Challenge :: Only the lines from the one bearing "coat lapel | locate" to the final line should be transcribed, exactly and with both ends included. Pictures are to be left out.

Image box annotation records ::
........
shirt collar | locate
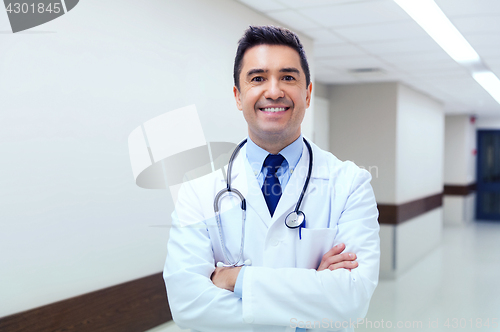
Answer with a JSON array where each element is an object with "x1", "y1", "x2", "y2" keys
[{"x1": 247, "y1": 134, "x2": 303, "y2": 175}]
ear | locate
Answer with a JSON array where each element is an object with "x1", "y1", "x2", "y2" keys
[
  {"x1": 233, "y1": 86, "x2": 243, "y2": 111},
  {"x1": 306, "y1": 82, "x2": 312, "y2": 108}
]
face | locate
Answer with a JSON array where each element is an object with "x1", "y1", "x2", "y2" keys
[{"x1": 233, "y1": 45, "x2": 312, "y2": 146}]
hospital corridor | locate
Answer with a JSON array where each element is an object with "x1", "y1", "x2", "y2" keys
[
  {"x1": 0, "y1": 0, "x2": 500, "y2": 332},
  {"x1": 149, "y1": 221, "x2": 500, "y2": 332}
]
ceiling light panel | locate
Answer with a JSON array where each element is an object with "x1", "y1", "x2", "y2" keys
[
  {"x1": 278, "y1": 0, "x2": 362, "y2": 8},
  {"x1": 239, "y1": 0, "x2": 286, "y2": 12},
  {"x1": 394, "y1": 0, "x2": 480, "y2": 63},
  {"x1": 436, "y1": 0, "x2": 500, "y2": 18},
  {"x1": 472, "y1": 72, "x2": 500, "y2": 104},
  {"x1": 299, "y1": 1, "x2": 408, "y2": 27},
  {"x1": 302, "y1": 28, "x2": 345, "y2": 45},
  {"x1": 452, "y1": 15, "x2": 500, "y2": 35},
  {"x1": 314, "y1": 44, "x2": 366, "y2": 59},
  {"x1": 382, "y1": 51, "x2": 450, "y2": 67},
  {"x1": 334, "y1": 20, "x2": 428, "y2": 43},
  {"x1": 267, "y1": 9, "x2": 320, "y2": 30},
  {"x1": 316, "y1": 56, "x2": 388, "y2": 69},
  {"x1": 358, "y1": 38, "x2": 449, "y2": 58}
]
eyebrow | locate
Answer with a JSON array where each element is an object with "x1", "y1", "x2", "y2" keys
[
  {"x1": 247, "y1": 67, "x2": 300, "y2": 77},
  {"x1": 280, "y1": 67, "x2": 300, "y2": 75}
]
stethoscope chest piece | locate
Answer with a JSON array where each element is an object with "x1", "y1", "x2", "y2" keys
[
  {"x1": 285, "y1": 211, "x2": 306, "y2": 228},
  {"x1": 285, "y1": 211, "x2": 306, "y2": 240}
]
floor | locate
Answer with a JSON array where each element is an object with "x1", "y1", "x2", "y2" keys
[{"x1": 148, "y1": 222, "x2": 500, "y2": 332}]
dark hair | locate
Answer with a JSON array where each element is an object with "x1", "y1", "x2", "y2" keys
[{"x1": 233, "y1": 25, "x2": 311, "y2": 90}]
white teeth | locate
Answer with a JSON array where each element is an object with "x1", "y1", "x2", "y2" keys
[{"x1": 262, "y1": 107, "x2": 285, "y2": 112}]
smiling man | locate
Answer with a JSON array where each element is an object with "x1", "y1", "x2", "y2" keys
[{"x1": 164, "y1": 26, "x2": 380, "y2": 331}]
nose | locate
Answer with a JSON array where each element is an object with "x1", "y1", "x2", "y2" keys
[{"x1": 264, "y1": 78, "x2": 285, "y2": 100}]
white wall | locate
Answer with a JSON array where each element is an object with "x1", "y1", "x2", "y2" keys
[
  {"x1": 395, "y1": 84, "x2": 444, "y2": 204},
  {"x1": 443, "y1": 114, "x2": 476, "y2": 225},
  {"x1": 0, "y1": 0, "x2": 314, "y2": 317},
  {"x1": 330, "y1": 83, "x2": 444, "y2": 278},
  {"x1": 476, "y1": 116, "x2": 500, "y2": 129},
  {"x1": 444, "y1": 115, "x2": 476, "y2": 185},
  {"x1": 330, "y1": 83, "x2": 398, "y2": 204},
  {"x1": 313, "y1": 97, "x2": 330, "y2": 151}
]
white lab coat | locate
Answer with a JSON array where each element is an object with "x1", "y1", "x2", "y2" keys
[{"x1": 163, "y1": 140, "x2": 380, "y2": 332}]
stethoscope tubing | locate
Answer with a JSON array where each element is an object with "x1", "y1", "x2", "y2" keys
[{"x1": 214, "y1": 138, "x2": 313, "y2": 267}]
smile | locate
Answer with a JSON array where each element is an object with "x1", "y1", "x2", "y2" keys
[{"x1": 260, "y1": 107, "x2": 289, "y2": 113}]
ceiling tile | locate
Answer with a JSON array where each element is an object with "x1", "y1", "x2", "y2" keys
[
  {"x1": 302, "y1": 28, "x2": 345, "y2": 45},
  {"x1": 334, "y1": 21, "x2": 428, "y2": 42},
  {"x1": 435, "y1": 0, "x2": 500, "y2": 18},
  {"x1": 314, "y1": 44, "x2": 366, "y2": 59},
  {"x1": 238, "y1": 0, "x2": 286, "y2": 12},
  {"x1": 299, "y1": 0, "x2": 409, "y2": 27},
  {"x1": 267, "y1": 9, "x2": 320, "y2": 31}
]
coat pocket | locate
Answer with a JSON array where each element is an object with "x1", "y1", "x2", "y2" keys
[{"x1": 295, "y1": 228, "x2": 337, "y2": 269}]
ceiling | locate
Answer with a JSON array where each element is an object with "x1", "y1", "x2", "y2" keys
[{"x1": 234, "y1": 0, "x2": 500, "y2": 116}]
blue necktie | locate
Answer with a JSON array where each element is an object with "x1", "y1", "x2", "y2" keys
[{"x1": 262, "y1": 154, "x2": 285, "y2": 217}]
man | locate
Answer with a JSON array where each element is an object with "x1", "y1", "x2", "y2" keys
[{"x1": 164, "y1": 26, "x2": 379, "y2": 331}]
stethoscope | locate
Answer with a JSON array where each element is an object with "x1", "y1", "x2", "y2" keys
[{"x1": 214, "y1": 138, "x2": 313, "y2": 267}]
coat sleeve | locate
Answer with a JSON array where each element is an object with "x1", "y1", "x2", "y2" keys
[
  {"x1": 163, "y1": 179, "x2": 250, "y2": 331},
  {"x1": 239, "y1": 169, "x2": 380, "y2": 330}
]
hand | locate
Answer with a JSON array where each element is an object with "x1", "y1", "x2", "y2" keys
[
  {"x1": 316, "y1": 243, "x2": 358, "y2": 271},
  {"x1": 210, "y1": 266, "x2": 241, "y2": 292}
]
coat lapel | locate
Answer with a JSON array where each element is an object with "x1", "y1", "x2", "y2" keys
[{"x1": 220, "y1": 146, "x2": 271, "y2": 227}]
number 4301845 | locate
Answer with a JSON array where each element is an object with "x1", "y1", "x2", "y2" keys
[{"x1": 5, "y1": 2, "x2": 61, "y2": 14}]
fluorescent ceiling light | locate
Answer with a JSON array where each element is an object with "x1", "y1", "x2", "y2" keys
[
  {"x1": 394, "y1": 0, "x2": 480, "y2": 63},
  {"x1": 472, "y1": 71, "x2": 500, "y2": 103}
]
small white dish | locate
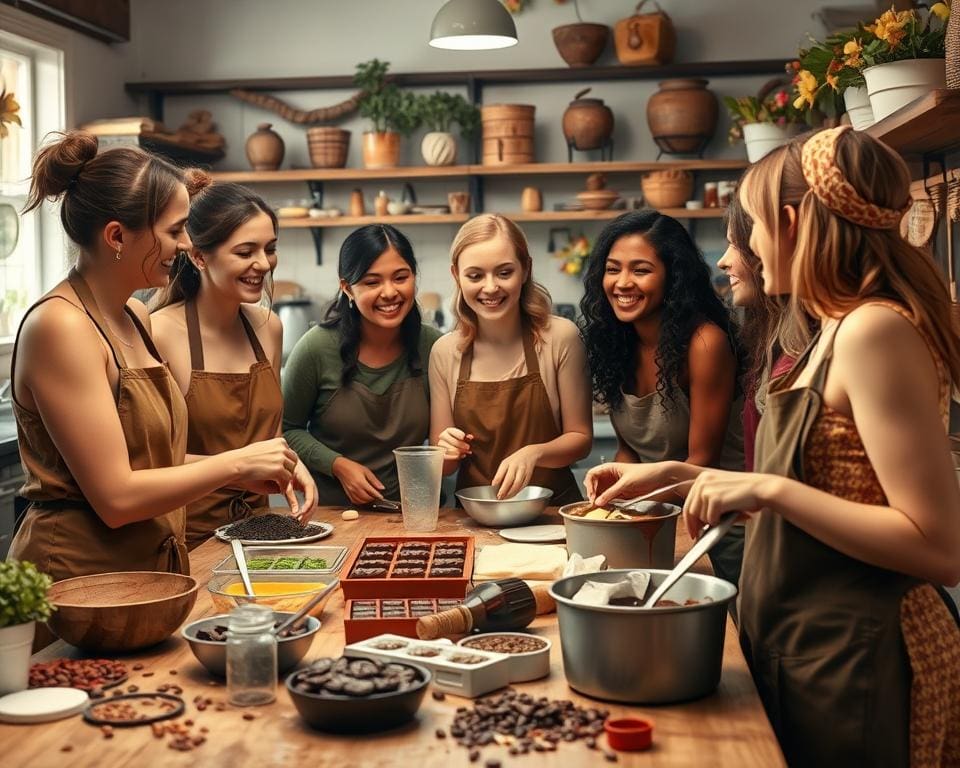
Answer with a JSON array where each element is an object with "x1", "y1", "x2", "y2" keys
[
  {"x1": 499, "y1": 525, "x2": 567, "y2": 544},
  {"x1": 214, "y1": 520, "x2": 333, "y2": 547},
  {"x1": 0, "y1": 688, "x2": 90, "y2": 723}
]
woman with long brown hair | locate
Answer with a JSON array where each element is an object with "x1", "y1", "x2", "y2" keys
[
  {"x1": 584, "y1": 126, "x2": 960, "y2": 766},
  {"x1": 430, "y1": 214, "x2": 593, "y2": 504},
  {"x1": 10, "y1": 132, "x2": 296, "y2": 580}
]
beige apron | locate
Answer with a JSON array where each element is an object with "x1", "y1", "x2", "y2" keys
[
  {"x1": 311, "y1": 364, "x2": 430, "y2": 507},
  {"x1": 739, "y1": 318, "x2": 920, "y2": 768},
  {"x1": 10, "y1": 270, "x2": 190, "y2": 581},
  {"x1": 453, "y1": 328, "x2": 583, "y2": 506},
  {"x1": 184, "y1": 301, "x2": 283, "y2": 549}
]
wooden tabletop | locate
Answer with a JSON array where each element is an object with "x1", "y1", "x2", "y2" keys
........
The answer ::
coat lapel | locate
Answer with a JSON array where each element is an object with "x1", "y1", "x2", "y2" keys
[{"x1": 220, "y1": 146, "x2": 271, "y2": 227}]
number 4301845 | locate
Answer with a JSON array where each element is an object with "x1", "y1", "x2", "y2" keys
[{"x1": 5, "y1": 2, "x2": 61, "y2": 14}]
fluorescent ceiling light | locate
Answer with a JSON array where each element is an object with "x1", "y1", "x2", "y2" keys
[
  {"x1": 394, "y1": 0, "x2": 480, "y2": 63},
  {"x1": 472, "y1": 71, "x2": 500, "y2": 103}
]
small white dish | locate
Answer with a JSON array where each element is an object with "x1", "y1", "x2", "y2" keys
[
  {"x1": 499, "y1": 525, "x2": 567, "y2": 544},
  {"x1": 214, "y1": 520, "x2": 333, "y2": 547},
  {"x1": 0, "y1": 688, "x2": 90, "y2": 723}
]
woman with long brown hair | locate
Answer with a JSON array where each element is an object with "x1", "y1", "x2", "y2" keys
[
  {"x1": 584, "y1": 126, "x2": 960, "y2": 766},
  {"x1": 430, "y1": 214, "x2": 593, "y2": 504},
  {"x1": 10, "y1": 132, "x2": 296, "y2": 580}
]
beige apron | locate
Answer with a JSON array where each element is an object with "x1", "y1", "x2", "y2" keys
[
  {"x1": 311, "y1": 364, "x2": 430, "y2": 507},
  {"x1": 739, "y1": 318, "x2": 920, "y2": 768},
  {"x1": 10, "y1": 270, "x2": 190, "y2": 581},
  {"x1": 453, "y1": 328, "x2": 583, "y2": 506},
  {"x1": 184, "y1": 301, "x2": 283, "y2": 549}
]
wooden tabletop | locate
Answer with a JSON array where each element is an object with "x1", "y1", "x2", "y2" keys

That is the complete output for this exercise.